[start]
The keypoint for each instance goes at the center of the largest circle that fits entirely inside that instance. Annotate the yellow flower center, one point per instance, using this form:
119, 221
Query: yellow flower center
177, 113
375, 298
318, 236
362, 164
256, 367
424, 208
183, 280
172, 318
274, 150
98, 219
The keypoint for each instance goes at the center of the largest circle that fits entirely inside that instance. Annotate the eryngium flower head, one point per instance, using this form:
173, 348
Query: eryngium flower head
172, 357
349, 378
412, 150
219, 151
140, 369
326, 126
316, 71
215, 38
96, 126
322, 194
[end]
**What needs to be done:** Please reproduce all of the data above line for line, without changing a single character.

**Solution to this exercise:**
The keypoint for each instance goes at the center of the largest circle that fits entirely inside that instance. Annotate the yellow flower center, one point per instance, using this form:
119, 221
Query: yellow flower center
177, 113
375, 298
318, 236
362, 164
256, 367
424, 208
183, 280
172, 318
274, 150
98, 219
The keypoint for each instance goes at the center of the largest circle that fits entirely inside that instance. Annotate the eryngium flower head, one point per instance, using this form:
173, 348
Query: eryngium flower head
172, 357
349, 378
412, 150
219, 151
140, 369
326, 126
316, 71
215, 38
96, 126
322, 194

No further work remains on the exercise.